**Records for this exercise:**
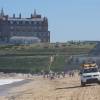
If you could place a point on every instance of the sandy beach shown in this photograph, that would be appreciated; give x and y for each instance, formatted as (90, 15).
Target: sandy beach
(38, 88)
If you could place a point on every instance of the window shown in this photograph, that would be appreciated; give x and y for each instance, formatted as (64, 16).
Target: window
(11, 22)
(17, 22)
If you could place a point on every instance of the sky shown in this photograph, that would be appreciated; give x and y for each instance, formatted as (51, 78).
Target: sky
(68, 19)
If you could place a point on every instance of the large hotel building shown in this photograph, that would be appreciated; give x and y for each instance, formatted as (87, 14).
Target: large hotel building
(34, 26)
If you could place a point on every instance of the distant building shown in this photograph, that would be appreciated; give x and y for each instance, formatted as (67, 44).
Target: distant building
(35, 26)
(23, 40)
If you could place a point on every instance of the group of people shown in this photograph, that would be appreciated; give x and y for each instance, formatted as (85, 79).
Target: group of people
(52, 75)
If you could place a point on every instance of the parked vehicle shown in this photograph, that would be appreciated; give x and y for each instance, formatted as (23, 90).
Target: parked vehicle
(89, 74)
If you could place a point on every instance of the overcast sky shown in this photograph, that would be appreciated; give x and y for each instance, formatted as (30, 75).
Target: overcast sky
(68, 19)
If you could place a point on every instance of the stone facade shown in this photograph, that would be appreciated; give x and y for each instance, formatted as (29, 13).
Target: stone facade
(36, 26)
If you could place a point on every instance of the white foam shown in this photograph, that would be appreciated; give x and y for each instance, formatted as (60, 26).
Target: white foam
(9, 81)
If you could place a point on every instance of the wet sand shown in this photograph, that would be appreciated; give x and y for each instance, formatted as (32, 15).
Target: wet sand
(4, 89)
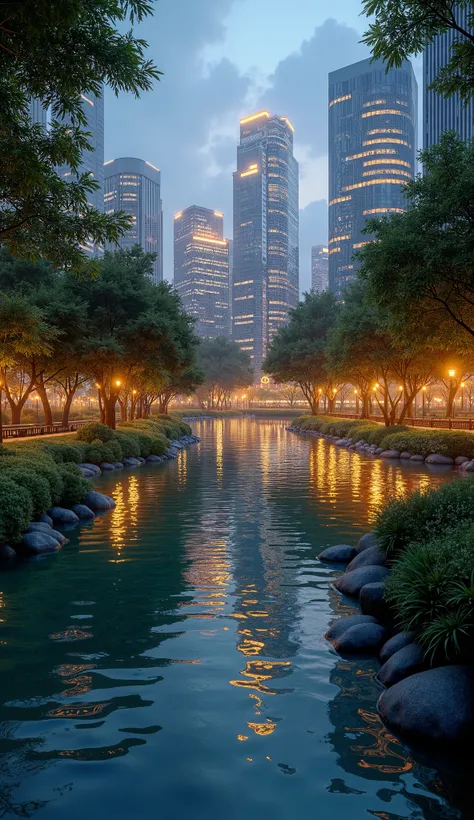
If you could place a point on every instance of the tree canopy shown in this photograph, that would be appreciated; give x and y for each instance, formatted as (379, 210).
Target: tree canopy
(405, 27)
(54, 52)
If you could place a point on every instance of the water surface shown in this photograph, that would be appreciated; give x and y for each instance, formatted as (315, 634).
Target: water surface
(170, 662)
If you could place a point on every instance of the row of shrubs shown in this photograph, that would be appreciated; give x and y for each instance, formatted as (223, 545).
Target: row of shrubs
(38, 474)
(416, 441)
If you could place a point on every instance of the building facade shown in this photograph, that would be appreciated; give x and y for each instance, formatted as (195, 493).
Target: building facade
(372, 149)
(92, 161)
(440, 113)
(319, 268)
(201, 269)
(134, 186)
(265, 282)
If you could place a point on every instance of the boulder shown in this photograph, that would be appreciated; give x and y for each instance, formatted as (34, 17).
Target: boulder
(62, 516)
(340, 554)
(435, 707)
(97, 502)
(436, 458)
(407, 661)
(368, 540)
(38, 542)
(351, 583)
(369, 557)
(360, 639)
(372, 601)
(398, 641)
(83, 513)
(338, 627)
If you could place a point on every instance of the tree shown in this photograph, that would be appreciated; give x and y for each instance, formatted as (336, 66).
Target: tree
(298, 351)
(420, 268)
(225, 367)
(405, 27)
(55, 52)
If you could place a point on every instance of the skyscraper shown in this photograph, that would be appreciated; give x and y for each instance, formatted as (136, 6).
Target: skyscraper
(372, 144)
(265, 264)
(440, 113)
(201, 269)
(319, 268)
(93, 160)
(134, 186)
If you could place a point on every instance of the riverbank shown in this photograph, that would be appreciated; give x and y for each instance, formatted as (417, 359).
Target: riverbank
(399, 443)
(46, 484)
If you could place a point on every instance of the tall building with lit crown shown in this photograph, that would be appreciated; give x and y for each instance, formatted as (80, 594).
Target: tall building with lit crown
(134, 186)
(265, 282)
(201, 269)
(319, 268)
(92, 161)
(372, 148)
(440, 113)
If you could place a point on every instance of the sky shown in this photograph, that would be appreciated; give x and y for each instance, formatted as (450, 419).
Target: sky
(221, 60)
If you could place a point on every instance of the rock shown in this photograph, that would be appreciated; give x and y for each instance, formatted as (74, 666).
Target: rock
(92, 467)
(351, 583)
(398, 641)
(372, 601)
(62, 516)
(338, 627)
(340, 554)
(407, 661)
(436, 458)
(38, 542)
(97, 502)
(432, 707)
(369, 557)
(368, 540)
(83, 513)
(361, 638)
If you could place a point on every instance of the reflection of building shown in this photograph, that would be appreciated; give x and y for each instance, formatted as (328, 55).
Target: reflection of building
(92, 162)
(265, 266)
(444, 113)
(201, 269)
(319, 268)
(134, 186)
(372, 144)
* * *
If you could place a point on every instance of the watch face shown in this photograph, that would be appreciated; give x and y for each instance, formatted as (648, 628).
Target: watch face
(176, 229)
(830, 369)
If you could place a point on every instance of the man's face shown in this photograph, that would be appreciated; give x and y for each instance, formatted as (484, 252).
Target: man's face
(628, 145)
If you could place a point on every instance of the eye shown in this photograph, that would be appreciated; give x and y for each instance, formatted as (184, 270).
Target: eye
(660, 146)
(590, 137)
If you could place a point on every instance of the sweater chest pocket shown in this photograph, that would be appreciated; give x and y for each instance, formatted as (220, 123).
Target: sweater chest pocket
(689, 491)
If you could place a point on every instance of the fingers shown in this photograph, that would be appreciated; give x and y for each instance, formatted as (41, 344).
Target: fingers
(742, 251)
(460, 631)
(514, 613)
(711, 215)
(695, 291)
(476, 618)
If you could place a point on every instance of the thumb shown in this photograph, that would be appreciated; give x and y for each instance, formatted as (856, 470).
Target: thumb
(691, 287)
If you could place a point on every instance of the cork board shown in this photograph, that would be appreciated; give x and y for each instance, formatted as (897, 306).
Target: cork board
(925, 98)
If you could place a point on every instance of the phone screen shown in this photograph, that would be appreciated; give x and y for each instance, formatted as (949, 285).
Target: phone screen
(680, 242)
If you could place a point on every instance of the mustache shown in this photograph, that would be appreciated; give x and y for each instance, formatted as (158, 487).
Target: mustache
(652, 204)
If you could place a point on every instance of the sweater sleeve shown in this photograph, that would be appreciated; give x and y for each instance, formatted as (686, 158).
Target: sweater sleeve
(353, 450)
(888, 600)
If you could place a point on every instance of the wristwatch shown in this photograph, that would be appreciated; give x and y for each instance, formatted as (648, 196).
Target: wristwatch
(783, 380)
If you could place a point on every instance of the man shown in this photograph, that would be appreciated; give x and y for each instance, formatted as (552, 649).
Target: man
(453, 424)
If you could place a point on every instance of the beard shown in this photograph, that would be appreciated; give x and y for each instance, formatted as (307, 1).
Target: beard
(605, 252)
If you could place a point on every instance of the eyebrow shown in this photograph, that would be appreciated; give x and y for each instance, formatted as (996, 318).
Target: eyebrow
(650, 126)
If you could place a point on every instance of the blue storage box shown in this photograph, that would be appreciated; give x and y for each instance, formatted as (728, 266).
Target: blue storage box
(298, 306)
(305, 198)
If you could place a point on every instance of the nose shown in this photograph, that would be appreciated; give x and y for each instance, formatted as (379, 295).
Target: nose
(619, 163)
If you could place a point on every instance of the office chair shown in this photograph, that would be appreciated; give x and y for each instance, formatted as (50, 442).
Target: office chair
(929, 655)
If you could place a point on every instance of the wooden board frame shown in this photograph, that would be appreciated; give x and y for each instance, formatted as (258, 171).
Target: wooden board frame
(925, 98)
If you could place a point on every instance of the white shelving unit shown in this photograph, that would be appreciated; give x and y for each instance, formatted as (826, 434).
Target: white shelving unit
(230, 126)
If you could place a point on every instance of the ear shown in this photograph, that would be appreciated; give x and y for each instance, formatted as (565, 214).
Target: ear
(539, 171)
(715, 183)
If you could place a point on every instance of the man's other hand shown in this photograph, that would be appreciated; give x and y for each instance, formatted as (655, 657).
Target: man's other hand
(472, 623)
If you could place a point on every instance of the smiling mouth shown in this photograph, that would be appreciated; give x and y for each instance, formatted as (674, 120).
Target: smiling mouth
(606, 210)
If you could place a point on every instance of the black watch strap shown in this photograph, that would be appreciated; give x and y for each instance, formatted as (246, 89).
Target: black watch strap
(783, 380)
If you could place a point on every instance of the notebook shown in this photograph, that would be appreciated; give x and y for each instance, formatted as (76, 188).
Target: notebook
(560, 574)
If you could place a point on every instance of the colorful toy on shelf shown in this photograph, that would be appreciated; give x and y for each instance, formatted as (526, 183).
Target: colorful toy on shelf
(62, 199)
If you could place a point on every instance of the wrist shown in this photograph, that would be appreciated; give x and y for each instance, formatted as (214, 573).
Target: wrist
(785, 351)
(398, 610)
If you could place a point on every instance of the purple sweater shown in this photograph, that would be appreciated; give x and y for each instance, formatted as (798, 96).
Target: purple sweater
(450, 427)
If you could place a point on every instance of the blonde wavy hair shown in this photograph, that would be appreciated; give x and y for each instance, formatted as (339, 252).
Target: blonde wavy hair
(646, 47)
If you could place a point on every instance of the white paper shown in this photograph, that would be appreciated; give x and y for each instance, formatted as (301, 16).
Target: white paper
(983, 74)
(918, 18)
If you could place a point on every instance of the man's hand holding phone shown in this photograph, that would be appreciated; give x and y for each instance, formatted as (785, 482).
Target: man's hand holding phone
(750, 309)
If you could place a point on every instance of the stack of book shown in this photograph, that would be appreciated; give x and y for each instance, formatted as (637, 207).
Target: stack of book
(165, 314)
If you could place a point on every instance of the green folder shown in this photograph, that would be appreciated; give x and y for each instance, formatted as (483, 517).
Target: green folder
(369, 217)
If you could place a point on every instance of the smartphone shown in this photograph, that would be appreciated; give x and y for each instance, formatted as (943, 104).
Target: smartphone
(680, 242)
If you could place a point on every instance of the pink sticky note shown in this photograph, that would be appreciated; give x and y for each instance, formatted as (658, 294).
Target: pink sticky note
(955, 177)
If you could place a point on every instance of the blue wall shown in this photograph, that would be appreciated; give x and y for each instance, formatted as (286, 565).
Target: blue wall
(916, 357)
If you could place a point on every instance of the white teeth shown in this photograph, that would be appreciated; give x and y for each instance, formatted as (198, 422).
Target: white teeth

**To be done:** Which lines in the records above contain the word "pink"? Pick out each of them and copy it in full.

**Final result:**
If you could place a point on every instance of the pink sticky note shown in this photograph, that would be appreciated; give x and y for each instance, formatted as (658, 294).
Target: pink sticky note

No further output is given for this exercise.